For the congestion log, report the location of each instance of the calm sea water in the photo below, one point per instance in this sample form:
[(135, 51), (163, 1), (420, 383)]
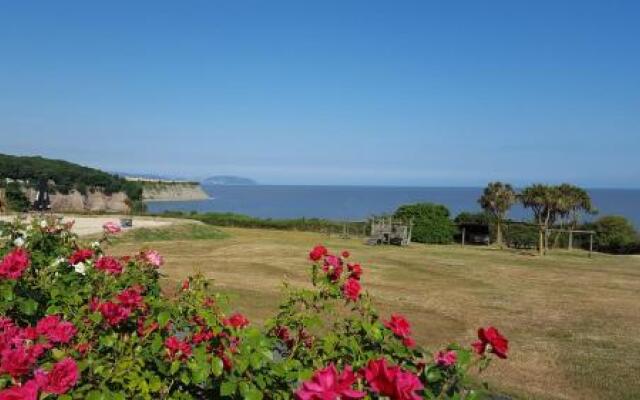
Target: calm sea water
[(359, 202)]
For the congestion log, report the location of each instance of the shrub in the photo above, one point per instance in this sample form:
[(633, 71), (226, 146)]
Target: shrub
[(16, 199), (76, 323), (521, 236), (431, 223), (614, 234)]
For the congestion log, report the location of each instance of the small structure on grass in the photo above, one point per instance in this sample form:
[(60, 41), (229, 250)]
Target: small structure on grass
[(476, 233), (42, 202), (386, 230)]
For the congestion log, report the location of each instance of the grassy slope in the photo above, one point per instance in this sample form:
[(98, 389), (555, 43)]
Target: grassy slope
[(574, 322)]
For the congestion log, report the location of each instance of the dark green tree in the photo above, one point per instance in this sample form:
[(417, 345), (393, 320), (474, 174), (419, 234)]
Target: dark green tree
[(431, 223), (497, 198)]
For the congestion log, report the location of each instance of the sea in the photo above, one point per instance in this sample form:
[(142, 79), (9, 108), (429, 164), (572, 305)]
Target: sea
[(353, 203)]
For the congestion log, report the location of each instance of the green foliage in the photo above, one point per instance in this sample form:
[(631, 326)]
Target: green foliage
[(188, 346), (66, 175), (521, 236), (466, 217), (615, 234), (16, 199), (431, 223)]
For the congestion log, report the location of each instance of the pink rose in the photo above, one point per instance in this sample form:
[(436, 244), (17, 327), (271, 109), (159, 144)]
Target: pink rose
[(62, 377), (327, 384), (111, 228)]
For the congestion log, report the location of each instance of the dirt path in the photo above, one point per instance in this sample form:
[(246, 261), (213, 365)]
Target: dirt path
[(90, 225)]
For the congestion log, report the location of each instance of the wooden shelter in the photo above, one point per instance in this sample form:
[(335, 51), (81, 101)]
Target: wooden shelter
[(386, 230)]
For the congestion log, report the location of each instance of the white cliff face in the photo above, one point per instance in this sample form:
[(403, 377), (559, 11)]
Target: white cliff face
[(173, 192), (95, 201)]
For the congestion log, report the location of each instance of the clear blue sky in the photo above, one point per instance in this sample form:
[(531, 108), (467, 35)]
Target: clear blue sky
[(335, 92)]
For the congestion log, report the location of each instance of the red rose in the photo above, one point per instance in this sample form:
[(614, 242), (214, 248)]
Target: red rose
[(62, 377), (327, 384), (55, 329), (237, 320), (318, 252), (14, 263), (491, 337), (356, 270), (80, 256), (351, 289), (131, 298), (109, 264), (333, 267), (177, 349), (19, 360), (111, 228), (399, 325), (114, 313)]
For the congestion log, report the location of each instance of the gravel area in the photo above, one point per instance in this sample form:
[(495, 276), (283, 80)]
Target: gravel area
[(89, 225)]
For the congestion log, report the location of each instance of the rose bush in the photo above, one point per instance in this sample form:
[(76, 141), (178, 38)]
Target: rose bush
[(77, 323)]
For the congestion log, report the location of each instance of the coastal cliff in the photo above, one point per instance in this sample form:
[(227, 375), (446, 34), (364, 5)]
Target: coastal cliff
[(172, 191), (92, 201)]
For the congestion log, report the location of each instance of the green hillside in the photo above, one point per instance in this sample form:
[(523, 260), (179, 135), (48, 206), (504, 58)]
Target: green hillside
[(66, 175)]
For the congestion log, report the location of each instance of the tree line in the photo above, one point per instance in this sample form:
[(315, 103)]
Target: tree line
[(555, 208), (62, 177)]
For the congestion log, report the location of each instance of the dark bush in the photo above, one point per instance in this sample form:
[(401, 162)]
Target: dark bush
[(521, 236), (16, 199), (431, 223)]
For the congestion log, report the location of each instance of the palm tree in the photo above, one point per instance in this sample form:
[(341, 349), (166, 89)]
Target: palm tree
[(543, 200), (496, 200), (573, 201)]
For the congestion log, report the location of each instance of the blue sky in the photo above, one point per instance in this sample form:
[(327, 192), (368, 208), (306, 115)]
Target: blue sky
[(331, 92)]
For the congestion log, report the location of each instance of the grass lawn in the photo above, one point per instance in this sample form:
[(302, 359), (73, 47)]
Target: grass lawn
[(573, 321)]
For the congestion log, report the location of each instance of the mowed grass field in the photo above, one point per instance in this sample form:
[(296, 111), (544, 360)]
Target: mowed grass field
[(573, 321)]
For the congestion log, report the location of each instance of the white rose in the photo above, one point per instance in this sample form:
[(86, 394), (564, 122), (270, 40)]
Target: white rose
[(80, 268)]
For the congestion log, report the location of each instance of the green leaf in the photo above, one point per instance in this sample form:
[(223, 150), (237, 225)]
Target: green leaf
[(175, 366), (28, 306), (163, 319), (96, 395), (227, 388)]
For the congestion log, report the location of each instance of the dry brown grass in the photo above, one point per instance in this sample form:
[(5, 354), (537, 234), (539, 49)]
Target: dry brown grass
────
**Your instructions:** All of the entries above are to be transcribed word for word, with no pictures included.

**Reply to the task:**
For the congestion log, report the location of each instance of the calm sea water in the photo below, one point per instance in this sample form:
[(135, 51), (163, 1), (420, 383)]
Target: calm sea water
[(359, 202)]
For the congestion log, report the location of each instance of the shrub in the photo above, one point per instance in this sample form:
[(633, 71), (226, 146)]
Target: shrub
[(16, 199), (76, 323), (521, 236), (431, 223), (614, 234)]
For the congestion log, report the location of each instance of the small structure on grass in the photo above, one point per instance in this sample form:
[(60, 41), (229, 250)]
Target: small structure on grass
[(476, 233), (42, 202), (386, 230)]
For the congestion log, report the location of each instance of the grassy slope in the photo above, one point per instance in this sample form:
[(98, 389), (555, 43)]
Target: grassy slope
[(574, 322)]
For the congestion log, report the location of each instance of the dark green tree in the photo above, one point per instance in this sample form:
[(417, 345), (393, 320), (474, 174), (419, 234)]
Target: dark green tree
[(431, 223), (497, 198)]
For the congestion log, report the location of each instance of the sea in the photo above, one point per instance in this sample form:
[(142, 79), (9, 108), (429, 164), (572, 305)]
Target: sea
[(353, 203)]
For the congestion log, report the location of each instance of the green foliage in the photo above, one point per instance in this sample form:
[(631, 326)]
Target: green foliage
[(188, 346), (66, 175), (521, 236), (466, 217), (615, 234), (16, 199), (431, 223)]
For the congestion log, report the location of each instance of the pink rose in the photo above, one point per instance in this sample form:
[(436, 244), (17, 327), (271, 109), (159, 144)]
Target: pink rose
[(62, 377), (327, 384), (111, 228)]
For the congestion log, report the location of each instance of the dirt path in the photo above, one point per instance in this sample form:
[(246, 261), (213, 365)]
Target: dirt path
[(90, 225)]
For the congestion log, report the location of each instance of the wooden shelter in the photo above, one point per instance in this sample form:
[(335, 51), (81, 101)]
Target: wooden shelter
[(386, 230)]
For the congestion log, report the location of each instance of the white cliff face in the photo above, one point per instance in this sample form:
[(403, 377), (559, 11)]
Target: white cliff face
[(173, 192), (95, 201)]
For the congestion log, report the location of each instance of the clear blue sky in the photo above, one point per instance in this sample form:
[(531, 108), (467, 35)]
Target: clear blue sky
[(335, 92)]
For the congestion log, report the location of each instance of the red rose in the photo above, one point per instance in this sample form:
[(614, 242), (214, 248)]
Target: red rose
[(62, 377), (327, 384), (55, 329), (237, 320), (318, 252), (14, 263), (491, 337), (356, 270), (80, 256), (351, 289), (131, 298), (109, 264), (333, 267), (177, 349), (19, 360), (111, 228), (399, 325), (114, 313)]
For the congestion log, report the location of each instance of the gravel area in the photo above, one point per instance in this sample form:
[(495, 276), (283, 80)]
Target: gravel area
[(89, 225)]
For the congestion log, report the location of each instance of the rose bush in the photo above, one point per instance in this sample form:
[(76, 141), (178, 38)]
Target: rose bush
[(77, 323)]
For the congestion log, report the location of each instance of the coastal cliff in the photo above, one point per instance in this sample form:
[(227, 375), (446, 34), (364, 5)]
Target: coastal cliff
[(172, 191), (92, 201)]
For the congestion log, report the location of each instance of the green hillside in the photo above, one point per instance in this sample form:
[(523, 260), (179, 135), (48, 206), (504, 58)]
Target: green hillside
[(66, 175)]
For the congestion log, report the location of each instance of the tree line in the photo above, one point per instance in this sample form:
[(315, 103)]
Target: tree line
[(555, 208), (62, 177)]
For the congestion log, report the location of each instance of the dark bush in the photo above, one point per instance in this sample form:
[(401, 162)]
Target: dark bush
[(521, 236), (16, 199), (431, 223)]
For the congestion log, report the location of each instance of the palm tree in the photo above, one point per instance in this sample form:
[(341, 349), (166, 89)]
Target: palm tree
[(543, 200), (496, 200), (573, 201)]
For the congestion log, report the location of each instance of the blue sky in the photo above, one point per instance in this sample form:
[(327, 192), (368, 208), (306, 115)]
Target: blue sky
[(331, 92)]
For the congestion log, report the location of each instance of the grass lawn in the photo above, one point per instance in this sample form:
[(302, 359), (73, 47)]
Target: grass lawn
[(573, 321)]
For the congestion log, report the location of each instance of the mowed grass field in the photo above, one point per instance in this sample form:
[(296, 111), (544, 360)]
Target: mowed grass field
[(573, 321)]
For the congestion log, report the location of each instance of the white rose in the photo above, one point per instance in this sample form:
[(86, 394), (564, 122), (270, 40)]
Target: white rose
[(80, 268)]
For the congestion log, report the location of each instance of the green leaf in the photo above, one point per instance in this sample form:
[(223, 150), (237, 225)]
Target: green leaf
[(175, 366), (28, 306), (163, 319), (96, 395), (227, 388)]
For the congestion log, report the location of each instance of the dry brown grass in the photo above, one point per instance in this sample form:
[(5, 354), (537, 234), (539, 49)]
Target: dry brown grass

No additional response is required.